_WHAT YOU WILL DO_
For every line in the data below that contains "rough", copy the line.
[GIVEN DATA — start]
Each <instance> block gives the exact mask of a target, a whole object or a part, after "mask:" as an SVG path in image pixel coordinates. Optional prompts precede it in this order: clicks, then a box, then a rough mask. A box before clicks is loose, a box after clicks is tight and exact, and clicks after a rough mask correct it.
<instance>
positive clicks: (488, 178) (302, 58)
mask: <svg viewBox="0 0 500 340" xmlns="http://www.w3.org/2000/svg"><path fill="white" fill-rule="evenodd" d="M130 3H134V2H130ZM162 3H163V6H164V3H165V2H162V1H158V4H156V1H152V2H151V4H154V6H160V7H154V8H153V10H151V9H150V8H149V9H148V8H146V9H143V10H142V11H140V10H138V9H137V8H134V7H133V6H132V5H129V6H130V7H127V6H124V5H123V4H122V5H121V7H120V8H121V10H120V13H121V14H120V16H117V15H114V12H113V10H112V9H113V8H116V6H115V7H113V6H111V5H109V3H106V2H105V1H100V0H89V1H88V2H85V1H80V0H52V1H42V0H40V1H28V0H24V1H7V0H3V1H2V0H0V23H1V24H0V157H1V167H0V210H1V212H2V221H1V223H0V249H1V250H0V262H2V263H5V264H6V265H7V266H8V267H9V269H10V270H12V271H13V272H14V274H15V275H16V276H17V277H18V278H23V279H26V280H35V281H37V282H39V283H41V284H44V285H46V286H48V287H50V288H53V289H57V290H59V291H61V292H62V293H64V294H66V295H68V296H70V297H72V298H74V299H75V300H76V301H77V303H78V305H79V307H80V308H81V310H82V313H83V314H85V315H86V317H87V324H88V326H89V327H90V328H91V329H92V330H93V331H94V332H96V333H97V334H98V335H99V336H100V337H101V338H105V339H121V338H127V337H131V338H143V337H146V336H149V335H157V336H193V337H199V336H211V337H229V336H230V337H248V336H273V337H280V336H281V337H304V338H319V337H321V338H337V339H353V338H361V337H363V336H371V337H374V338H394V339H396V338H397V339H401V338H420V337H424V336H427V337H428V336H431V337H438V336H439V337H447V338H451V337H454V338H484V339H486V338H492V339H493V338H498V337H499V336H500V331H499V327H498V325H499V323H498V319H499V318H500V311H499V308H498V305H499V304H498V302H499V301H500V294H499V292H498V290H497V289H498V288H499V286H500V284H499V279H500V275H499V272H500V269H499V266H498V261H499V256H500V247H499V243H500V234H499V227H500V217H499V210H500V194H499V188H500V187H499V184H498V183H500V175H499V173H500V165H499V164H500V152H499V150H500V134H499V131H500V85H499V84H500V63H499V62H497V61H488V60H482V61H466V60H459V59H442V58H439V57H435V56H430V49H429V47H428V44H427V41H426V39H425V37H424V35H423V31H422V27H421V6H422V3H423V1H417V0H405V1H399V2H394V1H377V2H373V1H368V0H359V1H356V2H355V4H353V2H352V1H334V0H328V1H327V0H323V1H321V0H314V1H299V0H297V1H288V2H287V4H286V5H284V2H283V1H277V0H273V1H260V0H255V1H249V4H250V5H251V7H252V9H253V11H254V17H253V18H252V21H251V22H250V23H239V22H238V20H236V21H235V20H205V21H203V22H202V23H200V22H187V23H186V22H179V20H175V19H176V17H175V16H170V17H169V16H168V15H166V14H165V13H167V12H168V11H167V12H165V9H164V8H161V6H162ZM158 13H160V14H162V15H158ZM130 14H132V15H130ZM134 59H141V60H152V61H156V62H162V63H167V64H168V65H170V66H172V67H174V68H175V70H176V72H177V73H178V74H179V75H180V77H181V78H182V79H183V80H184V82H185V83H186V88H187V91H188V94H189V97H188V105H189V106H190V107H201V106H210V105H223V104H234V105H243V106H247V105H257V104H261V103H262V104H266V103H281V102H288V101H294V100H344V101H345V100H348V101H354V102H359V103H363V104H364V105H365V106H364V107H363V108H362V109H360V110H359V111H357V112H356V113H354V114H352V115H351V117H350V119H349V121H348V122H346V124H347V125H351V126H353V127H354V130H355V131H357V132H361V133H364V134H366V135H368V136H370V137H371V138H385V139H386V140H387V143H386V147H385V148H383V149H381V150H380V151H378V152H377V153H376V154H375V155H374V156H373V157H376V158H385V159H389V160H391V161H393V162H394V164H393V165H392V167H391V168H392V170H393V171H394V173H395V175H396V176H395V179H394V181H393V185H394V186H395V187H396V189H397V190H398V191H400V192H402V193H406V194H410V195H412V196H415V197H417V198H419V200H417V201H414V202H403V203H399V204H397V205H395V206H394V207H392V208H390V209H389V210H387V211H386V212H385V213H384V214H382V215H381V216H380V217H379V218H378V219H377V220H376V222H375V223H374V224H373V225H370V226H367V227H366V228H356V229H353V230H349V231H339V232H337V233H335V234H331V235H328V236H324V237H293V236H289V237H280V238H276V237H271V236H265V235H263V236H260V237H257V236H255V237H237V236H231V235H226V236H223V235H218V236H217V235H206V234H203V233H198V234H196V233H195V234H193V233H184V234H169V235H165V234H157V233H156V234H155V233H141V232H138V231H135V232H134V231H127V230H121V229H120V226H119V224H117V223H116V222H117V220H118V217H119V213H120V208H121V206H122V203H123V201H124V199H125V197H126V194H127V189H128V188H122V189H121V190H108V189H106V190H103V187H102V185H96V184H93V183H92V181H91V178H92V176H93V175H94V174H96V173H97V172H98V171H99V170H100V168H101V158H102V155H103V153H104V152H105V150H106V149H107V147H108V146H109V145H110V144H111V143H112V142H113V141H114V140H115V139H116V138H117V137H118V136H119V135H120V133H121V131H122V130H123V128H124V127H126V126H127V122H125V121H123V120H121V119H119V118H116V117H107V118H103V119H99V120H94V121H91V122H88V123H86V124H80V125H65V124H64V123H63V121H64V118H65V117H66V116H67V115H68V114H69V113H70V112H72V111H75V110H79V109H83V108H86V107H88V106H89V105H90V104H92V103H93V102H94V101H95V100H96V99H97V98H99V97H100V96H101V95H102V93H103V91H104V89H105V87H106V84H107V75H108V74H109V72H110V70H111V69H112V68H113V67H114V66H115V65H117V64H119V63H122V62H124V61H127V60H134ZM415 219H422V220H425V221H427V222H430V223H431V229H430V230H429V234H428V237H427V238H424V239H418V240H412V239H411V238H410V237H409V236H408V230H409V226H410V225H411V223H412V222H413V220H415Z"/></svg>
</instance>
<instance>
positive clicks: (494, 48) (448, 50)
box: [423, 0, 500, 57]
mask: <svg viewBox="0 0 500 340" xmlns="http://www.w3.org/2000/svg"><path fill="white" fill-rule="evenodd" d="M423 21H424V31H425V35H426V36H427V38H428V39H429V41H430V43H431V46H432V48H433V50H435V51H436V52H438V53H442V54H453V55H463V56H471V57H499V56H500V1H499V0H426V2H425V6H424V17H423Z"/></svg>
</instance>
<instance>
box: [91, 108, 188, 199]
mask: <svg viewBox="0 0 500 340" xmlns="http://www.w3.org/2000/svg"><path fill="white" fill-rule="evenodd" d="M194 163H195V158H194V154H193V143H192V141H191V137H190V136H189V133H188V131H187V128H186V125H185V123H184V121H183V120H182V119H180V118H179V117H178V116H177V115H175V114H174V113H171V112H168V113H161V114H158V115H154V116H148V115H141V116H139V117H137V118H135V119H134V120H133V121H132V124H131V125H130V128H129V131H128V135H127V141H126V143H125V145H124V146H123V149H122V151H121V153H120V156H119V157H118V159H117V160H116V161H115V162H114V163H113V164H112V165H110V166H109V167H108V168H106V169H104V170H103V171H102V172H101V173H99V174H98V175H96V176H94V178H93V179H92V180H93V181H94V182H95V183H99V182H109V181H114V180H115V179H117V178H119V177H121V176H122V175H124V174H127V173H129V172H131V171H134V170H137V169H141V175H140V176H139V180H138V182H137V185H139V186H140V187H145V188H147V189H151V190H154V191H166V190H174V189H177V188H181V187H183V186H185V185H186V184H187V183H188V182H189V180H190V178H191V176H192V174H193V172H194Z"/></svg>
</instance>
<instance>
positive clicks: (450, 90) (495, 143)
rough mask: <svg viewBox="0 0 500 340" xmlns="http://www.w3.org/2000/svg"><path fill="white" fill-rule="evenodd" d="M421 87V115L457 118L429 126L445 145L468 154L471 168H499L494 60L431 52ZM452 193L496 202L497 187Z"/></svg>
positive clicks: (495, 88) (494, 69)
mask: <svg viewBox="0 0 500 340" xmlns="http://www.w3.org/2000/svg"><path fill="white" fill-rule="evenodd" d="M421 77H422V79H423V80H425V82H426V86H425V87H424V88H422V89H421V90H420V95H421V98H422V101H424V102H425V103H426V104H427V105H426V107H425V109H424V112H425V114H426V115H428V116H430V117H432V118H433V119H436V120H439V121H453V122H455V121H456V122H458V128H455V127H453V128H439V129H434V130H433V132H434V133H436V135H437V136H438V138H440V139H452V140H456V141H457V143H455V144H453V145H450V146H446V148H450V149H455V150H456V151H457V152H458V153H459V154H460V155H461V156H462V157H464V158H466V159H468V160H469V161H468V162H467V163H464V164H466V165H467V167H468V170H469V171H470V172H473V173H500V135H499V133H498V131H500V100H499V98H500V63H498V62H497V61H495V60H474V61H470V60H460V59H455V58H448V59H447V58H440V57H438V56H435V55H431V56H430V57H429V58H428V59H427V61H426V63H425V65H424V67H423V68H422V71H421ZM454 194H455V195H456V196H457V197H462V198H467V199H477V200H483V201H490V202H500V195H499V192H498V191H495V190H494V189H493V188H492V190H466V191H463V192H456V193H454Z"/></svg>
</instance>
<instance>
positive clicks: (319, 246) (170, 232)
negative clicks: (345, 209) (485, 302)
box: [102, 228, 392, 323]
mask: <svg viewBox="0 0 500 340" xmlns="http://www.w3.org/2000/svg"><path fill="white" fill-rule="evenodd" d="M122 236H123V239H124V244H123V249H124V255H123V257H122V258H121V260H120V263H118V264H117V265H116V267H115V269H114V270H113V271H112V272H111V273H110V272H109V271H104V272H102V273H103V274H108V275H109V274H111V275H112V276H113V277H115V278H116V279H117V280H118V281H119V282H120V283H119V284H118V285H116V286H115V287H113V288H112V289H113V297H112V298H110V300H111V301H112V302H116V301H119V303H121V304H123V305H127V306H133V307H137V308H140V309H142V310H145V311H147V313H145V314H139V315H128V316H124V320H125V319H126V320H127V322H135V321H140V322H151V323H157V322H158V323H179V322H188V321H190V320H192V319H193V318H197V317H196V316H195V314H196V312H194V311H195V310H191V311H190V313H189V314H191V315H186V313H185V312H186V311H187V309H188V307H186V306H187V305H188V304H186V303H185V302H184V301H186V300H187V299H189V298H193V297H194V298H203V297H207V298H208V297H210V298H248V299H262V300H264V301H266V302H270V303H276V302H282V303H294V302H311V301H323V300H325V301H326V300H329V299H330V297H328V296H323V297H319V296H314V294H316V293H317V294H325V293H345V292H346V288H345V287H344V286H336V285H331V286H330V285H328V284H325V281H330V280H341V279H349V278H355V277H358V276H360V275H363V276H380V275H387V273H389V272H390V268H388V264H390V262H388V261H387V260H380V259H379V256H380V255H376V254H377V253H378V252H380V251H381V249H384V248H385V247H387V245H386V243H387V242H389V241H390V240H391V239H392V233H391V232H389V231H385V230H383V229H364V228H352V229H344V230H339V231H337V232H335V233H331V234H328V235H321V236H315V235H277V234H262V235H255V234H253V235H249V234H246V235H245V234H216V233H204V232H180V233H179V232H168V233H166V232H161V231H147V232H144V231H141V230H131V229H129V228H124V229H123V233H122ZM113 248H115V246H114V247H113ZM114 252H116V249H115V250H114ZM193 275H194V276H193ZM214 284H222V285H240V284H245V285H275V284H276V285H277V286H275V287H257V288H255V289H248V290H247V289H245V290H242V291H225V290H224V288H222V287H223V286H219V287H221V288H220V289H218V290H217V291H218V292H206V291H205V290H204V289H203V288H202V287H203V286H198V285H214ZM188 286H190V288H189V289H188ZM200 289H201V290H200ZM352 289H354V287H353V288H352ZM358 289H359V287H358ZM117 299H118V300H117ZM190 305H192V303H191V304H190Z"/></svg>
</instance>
[GIVEN DATA — finish]
_OUTPUT BELOW_
Each <instance> block gives the exact mask of a target, a whole object or a part, after "mask:" as an SVG path in image pixel coordinates. Optional prompts precede it in this order: clicks, then a box, then a rough mask. A box before clicks is loose, a box after clicks is tight and exact, and clicks after a rough mask correct it.
rough mask: <svg viewBox="0 0 500 340" xmlns="http://www.w3.org/2000/svg"><path fill="white" fill-rule="evenodd" d="M421 87V115L457 118L429 126L445 145L468 154L471 168H499L494 60L431 52ZM452 193L496 202L497 187Z"/></svg>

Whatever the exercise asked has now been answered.